• _Aim of the task_
The listing is to be printed in full, exactly as given.

***** Provided data

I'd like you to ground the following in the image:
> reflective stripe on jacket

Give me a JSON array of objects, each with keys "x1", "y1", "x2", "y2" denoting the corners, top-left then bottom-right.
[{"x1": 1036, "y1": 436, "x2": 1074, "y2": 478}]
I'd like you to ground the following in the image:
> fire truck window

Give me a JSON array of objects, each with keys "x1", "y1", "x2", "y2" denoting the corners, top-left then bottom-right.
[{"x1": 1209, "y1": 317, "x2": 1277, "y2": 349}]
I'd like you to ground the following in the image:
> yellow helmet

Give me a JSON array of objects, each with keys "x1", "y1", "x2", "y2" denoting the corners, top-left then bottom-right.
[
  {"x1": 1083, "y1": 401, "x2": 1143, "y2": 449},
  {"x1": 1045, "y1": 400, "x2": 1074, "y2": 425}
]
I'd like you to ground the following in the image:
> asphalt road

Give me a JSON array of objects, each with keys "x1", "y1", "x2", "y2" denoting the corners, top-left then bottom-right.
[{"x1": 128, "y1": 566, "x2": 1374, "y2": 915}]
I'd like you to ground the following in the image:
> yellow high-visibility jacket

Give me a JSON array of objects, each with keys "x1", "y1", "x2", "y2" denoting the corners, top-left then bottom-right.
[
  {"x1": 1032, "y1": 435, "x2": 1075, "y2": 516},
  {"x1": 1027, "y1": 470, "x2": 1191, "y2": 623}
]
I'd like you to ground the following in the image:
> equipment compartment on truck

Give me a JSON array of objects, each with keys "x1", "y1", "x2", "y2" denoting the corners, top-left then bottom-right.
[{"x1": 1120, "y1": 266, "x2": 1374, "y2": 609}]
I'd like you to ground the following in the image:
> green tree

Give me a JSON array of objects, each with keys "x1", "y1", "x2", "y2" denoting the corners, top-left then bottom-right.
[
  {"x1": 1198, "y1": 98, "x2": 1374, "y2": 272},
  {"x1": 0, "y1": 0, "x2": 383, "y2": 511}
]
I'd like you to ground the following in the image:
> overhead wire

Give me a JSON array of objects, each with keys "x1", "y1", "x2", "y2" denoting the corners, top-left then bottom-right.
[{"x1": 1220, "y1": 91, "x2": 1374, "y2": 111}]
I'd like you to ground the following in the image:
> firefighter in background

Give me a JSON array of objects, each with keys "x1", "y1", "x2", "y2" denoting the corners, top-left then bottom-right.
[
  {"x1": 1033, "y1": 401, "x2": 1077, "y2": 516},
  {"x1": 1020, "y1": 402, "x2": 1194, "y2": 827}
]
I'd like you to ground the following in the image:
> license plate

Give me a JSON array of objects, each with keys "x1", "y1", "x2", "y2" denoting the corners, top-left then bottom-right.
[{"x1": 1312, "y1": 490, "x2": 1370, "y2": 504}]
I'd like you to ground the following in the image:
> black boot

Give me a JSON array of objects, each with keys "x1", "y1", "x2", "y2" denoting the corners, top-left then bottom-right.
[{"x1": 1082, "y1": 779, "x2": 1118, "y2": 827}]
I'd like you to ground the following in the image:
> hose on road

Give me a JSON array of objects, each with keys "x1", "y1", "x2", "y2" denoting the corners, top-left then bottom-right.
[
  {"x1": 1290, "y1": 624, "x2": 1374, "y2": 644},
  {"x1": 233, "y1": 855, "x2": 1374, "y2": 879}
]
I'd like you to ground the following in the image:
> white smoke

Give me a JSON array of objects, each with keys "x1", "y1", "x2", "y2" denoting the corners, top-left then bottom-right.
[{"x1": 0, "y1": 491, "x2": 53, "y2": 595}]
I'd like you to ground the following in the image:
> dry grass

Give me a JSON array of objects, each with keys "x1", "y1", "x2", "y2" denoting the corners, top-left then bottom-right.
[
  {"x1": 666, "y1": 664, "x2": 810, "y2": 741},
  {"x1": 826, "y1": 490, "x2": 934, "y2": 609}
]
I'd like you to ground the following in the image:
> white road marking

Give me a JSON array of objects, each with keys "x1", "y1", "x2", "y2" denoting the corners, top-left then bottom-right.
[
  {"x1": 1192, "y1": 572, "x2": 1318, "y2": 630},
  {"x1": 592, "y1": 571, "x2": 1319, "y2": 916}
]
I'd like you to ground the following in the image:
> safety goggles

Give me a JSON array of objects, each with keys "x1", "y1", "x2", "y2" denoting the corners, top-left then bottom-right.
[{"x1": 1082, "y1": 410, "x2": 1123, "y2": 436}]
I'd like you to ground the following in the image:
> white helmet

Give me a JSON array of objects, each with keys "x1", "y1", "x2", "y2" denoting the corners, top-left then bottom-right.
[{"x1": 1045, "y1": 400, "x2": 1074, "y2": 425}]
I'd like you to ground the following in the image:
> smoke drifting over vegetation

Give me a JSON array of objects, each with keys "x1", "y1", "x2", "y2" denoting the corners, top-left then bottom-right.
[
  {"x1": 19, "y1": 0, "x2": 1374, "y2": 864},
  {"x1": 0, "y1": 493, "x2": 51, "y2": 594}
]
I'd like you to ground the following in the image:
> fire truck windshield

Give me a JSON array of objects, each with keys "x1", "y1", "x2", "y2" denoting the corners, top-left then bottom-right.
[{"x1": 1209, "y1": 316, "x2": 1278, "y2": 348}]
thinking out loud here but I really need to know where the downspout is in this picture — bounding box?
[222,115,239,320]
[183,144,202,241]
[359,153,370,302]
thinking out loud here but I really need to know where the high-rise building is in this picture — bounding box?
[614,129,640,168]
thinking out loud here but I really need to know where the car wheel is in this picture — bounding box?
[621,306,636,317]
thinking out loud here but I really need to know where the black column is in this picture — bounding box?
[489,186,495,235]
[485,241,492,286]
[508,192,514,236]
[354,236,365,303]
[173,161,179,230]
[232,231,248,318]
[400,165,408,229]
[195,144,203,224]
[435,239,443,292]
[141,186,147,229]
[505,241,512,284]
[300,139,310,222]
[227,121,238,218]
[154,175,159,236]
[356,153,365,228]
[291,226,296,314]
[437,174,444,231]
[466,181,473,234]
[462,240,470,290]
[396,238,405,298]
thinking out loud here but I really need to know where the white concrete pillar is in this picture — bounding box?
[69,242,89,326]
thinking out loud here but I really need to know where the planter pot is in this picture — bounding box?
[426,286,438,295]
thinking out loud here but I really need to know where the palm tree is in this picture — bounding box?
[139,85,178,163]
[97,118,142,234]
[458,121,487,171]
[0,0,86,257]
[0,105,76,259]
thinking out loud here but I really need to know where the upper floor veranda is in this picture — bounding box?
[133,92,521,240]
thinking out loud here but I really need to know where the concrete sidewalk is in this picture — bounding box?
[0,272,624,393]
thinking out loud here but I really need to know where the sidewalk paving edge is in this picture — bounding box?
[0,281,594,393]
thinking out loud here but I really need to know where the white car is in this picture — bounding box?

**********

• _Output below_
I'd like you to ground the following in the image:
> reflective stripe on jacket

Give me a JSON array of objects, each with keys "x1", "y1", "x2", "y2" denoting the corners, top-left then bottom-right.
[{"x1": 1036, "y1": 436, "x2": 1074, "y2": 478}]
I'd like you to ground the following in the image:
> fire truck window

Give me a JSON array of objects, each with keys "x1", "y1", "x2", "y2" denoting the corners, top-left then bottom-right.
[{"x1": 1209, "y1": 317, "x2": 1277, "y2": 349}]
I'd like you to ground the following in the image:
> yellow helmet

Give me a JSON array of objects, each with keys "x1", "y1", "x2", "y2" denoting the corners, top-left then bottom-right.
[
  {"x1": 1083, "y1": 401, "x2": 1143, "y2": 449},
  {"x1": 1045, "y1": 400, "x2": 1074, "y2": 425}
]
I'd like you to ground the following in the image:
> asphalt road

Give me a JSON array of objects, each with keys "x1", "y1", "x2", "y2" denoting the corners, top-left then bottom-right.
[{"x1": 128, "y1": 566, "x2": 1374, "y2": 915}]
I'd like you to ground the following in the image:
> yellow high-visibility jacket

Give me a JSON array of objects, each with keys "x1", "y1", "x2", "y2" denoting the corners, top-left then bottom-right.
[
  {"x1": 1032, "y1": 435, "x2": 1075, "y2": 516},
  {"x1": 1027, "y1": 470, "x2": 1191, "y2": 623}
]
I'd like you to ground the following in the image:
> equipment compartment on truck

Give me a JSON array of objects, each with keys "x1", "y1", "x2", "y2" denoting the corners, top-left then bottom-right.
[{"x1": 1120, "y1": 266, "x2": 1374, "y2": 609}]
I'd like you to ground the following in the image:
> green tree

Give me a JSON array of objects, each with keys "x1", "y1", "x2", "y2" denoting the corners, top-left then bottom-right.
[
  {"x1": 1198, "y1": 98, "x2": 1374, "y2": 272},
  {"x1": 0, "y1": 0, "x2": 383, "y2": 511}
]
I'd like you to ground the following in the image:
> overhead wire

Give me a JSON array of objects, each with keys "x1", "y1", "x2", "y2" denoting the corners, top-left then bottom-right.
[{"x1": 1220, "y1": 91, "x2": 1374, "y2": 111}]
I'd like you to ground the following in the image:
> firefighter in background

Give me a JSON array of objects, each with keys "x1", "y1", "x2", "y2" denoting the corners, top-left then bottom-right.
[
  {"x1": 1033, "y1": 401, "x2": 1077, "y2": 516},
  {"x1": 1020, "y1": 402, "x2": 1194, "y2": 827}
]
I'd like you to ground the following in the image:
> license plate

Give me a JSON array of objects, each with keys "x1", "y1", "x2", "y2" denoting the corners, top-left then bottom-right.
[{"x1": 1312, "y1": 490, "x2": 1370, "y2": 504}]
I'd like you to ground the following in the image:
> black boot

Give me a JSON array of objects, each with keys "x1", "y1", "x2", "y2" denoting the corners, top-left then bottom-right.
[{"x1": 1082, "y1": 779, "x2": 1118, "y2": 827}]
I'd like you to ground the following in the image:
> hose on road

Give me a JSON array of objects, each with keys "x1", "y1", "x2", "y2" denoting the corners, top-left then bottom-right.
[
  {"x1": 1290, "y1": 624, "x2": 1374, "y2": 644},
  {"x1": 233, "y1": 855, "x2": 1374, "y2": 879}
]
I'd like you to ground the following in the image:
> white smoke

Give me a JSON array of objects, each with keys "x1", "y1", "x2", "y2" denoting the corners, top-left then bottom-right.
[{"x1": 0, "y1": 491, "x2": 53, "y2": 595}]
I'd like you to ground the following in the image:
> dry grass

Give me a JSON array of objects, each with keys "x1", "y1", "x2", "y2" denoting the corners, top-left then bottom-right.
[
  {"x1": 666, "y1": 664, "x2": 810, "y2": 741},
  {"x1": 826, "y1": 490, "x2": 934, "y2": 609}
]
I'd like you to ground the following in the image:
> white road marking

Give me a JSON array of objects, each with keys "x1", "y1", "x2", "y2" denoting the corners, top-left then bottom-right.
[
  {"x1": 1192, "y1": 572, "x2": 1318, "y2": 630},
  {"x1": 592, "y1": 571, "x2": 1319, "y2": 916}
]
I'd like you to ground the following in the image:
> safety goggles

Give me a JSON array of objects, each with keys "x1", "y1", "x2", "y2" denoting the corners, top-left then bottom-right.
[{"x1": 1082, "y1": 410, "x2": 1123, "y2": 436}]
I'd like you to ground the following in the image:
> white helmet

Give me a JSON array of objects, each with keys "x1", "y1", "x2", "y2" denoting the corners, top-left then bottom-right.
[{"x1": 1045, "y1": 400, "x2": 1074, "y2": 425}]
I'd like you to ground the following in the image:
> smoke drifting over vegetation

Give me a JSON array of objects, each with keys "x1", "y1", "x2", "y2" denoting the corners, top-left then bottom-right.
[
  {"x1": 19, "y1": 0, "x2": 1374, "y2": 864},
  {"x1": 0, "y1": 493, "x2": 51, "y2": 594}
]
I'd like you to ground the following in the image:
> fire truck windshield

Give me a JSON array of objects, each with keys "x1", "y1", "x2", "y2" denoting the corners, top-left then bottom-right.
[{"x1": 1209, "y1": 316, "x2": 1278, "y2": 348}]
thinking out loud here but I really need to know where the downspout is in this picture — bounding box?
[222,115,239,320]
[183,144,202,241]
[359,153,370,302]
thinking out loud here but I really need to know where the high-rise building is in this picture — bounding box?
[614,129,640,168]
thinking out loud here but I really need to know where the car wheel is in this picture — bounding box?
[621,306,636,317]
thinking out loud here but I really need to know where the black column is in this picture — bounding box?
[489,186,495,235]
[485,241,492,286]
[508,192,514,236]
[354,236,365,303]
[173,161,179,230]
[232,231,248,318]
[400,165,408,229]
[195,144,203,224]
[435,239,443,292]
[141,186,147,229]
[505,241,512,284]
[300,139,310,222]
[227,121,238,218]
[154,175,159,236]
[356,153,365,228]
[291,226,296,314]
[437,174,444,231]
[466,181,473,234]
[462,240,470,290]
[396,238,405,298]
thinking out loud here but I really need to know where the white concrete pillar is in this picture — bounding box?
[69,242,89,326]
thinking out loud here but I really need to know where the planter pot is in this picture — bounding box?
[426,286,438,295]
thinking out loud here but I really need to know where the palm tree is in this picture — bounding box?
[139,85,178,163]
[97,118,142,234]
[458,121,487,171]
[0,0,86,257]
[0,105,76,259]
thinking out loud here but I really need to know where the upper floor veranda is in this picture — bounding box?
[133,92,521,240]
thinking out loud here but I really need to know where the concrete sidewalk is in this picture — bounding box?
[0,272,624,393]
thinking out loud here but I really need to know where the sidewalk paving edge is in this picture — bounding box?
[0,281,594,393]
thinking out loud here but I really need to know where the white car is in this picture — bounding box?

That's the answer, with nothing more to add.